- WHAT THE EXERCISE ASKS -
Copy exactly the lines from the one containing "on the clump" through the last line of the records, both included, and nothing more.

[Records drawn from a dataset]
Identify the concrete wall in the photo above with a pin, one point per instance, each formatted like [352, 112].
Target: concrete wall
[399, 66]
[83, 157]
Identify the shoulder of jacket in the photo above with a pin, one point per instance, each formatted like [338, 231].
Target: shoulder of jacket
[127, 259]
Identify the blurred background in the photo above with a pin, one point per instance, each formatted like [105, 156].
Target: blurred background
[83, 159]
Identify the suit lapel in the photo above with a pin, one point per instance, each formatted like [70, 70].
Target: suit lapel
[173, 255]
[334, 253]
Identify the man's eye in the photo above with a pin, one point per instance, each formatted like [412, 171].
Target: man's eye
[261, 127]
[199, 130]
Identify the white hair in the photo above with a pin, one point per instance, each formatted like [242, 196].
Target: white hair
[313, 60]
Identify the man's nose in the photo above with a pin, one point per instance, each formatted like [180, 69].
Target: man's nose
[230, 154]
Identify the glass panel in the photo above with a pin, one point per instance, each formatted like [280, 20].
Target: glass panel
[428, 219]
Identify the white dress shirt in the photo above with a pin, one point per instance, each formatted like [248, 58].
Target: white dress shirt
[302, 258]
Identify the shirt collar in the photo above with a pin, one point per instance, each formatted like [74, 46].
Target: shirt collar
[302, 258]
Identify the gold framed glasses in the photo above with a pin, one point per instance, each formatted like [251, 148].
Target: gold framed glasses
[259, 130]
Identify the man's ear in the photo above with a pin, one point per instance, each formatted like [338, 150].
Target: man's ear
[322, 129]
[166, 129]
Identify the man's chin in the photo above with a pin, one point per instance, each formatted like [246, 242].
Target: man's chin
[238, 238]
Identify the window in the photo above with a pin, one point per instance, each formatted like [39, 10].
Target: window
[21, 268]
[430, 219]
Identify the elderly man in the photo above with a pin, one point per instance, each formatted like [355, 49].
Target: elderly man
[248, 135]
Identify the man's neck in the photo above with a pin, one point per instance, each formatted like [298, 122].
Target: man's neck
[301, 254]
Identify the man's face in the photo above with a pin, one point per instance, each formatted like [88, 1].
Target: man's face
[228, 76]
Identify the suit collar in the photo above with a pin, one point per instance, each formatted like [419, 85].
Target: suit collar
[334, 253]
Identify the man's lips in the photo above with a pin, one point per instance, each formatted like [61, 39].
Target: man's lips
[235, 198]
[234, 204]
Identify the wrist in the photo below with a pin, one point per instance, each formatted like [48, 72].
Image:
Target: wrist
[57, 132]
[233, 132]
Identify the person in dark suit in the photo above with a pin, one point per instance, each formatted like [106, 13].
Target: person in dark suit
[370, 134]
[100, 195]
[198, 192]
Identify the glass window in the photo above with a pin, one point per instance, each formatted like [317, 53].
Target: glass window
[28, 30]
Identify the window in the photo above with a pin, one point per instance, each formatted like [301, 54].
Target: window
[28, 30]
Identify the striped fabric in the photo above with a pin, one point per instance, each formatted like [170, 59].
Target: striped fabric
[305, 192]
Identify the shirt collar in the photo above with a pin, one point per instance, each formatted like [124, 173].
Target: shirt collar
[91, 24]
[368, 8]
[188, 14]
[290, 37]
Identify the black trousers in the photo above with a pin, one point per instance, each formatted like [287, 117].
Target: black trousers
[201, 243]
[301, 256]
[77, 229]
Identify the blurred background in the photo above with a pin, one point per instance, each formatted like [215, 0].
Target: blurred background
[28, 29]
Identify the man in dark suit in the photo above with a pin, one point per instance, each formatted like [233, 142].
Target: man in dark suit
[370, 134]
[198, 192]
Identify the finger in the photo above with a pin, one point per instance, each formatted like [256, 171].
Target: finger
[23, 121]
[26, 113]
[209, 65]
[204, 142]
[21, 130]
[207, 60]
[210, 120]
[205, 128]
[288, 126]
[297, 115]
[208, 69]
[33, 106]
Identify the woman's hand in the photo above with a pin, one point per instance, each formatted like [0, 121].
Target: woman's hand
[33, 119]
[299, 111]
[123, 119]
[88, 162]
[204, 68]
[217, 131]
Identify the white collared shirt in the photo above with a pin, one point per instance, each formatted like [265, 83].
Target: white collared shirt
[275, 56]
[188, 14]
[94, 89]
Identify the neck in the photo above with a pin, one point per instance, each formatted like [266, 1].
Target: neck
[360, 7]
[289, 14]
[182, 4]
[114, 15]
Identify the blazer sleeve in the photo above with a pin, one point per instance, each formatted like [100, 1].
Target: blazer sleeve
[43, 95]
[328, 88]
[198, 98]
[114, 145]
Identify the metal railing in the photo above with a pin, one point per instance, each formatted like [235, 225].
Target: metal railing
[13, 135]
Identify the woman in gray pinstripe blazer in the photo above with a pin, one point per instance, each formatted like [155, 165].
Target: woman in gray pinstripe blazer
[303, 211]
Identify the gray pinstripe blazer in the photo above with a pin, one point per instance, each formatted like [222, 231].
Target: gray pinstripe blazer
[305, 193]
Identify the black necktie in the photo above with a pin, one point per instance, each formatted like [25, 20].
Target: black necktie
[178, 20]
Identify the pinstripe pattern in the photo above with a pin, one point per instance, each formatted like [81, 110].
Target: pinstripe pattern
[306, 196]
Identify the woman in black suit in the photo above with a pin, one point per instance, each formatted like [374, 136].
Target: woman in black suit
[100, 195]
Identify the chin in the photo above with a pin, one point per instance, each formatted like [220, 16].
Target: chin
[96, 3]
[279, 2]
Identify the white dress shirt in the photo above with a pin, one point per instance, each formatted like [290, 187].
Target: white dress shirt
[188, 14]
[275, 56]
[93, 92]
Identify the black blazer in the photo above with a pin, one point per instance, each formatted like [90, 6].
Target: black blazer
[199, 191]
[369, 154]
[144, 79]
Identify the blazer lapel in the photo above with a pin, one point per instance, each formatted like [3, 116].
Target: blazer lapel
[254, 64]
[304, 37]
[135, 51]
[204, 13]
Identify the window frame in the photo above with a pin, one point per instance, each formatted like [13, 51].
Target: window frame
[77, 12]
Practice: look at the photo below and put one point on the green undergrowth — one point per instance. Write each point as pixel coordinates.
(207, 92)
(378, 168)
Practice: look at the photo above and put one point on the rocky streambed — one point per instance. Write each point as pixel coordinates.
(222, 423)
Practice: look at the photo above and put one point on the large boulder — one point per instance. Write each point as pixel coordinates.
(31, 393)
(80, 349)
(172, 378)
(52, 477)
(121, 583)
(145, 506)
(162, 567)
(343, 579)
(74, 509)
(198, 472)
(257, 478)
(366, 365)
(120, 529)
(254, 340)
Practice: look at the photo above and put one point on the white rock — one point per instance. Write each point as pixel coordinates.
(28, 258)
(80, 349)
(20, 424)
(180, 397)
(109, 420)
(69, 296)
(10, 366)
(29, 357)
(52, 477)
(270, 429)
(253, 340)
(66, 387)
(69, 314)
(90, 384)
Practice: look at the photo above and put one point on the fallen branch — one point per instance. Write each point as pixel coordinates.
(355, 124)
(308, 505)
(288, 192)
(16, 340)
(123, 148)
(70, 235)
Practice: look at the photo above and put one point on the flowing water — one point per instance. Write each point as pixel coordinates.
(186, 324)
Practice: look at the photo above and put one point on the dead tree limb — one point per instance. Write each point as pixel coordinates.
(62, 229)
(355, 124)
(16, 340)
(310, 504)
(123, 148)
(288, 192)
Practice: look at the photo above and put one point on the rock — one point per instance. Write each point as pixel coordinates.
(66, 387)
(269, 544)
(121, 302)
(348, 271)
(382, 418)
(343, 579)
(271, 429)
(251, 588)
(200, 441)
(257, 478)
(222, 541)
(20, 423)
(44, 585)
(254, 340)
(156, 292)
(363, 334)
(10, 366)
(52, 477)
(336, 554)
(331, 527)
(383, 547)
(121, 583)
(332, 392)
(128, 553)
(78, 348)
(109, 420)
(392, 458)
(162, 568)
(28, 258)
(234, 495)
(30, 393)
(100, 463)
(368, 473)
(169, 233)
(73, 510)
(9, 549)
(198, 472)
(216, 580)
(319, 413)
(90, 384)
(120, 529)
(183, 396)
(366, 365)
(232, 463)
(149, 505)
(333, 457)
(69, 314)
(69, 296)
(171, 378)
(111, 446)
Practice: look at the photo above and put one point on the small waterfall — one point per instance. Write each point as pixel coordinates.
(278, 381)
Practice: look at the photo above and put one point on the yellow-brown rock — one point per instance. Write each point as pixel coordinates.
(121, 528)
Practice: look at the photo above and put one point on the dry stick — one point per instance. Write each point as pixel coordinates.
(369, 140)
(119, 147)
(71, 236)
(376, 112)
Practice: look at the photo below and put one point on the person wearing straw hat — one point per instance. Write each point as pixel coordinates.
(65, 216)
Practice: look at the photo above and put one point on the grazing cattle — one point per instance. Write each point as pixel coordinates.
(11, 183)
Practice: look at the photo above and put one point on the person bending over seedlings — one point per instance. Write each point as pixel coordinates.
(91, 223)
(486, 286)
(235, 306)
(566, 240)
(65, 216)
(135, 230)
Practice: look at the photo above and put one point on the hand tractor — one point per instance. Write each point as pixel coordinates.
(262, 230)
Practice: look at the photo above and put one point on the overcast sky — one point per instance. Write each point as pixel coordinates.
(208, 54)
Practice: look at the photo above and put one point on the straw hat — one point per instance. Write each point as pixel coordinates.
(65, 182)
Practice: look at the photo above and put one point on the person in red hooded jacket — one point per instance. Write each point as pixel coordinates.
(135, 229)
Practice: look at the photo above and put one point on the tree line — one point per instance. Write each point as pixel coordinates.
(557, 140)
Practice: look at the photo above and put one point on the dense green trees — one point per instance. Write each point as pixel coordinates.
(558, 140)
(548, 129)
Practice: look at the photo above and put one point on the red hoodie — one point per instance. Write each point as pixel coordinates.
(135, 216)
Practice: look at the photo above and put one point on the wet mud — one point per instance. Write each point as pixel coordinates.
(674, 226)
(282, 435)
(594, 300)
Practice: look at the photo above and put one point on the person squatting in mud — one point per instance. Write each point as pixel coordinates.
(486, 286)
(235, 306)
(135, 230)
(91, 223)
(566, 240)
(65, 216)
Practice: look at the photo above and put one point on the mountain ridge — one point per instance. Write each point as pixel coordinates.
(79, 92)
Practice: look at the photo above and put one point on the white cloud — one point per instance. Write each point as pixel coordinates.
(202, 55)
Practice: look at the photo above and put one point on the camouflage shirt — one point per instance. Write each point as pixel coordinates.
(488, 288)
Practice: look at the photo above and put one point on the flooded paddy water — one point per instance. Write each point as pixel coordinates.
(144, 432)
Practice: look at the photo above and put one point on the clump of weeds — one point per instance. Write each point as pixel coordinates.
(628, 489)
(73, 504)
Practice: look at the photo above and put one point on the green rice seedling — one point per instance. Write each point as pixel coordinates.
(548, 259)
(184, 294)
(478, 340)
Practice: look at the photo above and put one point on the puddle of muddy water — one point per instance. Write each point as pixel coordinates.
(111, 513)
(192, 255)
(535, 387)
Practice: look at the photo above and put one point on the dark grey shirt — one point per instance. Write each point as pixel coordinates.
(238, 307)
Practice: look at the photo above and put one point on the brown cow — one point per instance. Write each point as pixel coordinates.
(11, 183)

- FINISHED EXERCISE -
Practice: look at the photo above and put one point on the clump of weeds — one point per instance. Write each point as pixel coordinates.
(628, 489)
(73, 504)
Practice: look at the photo above and put one point on the green rice seedling — one point per instance. Write each point as pixel coordinates.
(548, 259)
(184, 294)
(478, 340)
Practice: look at the photo above and put one point on the puddle of muddy water — one point per instance. Write each point as pixel coordinates.
(111, 513)
(192, 255)
(535, 387)
Practice: look at the photo above and put one point on the dark grey shirt — one point per instance. Write each point as pixel coordinates.
(238, 307)
Practice: look at the photo above and put one point on the brown cow — one point per instance. Write each point as pixel coordinates.
(11, 183)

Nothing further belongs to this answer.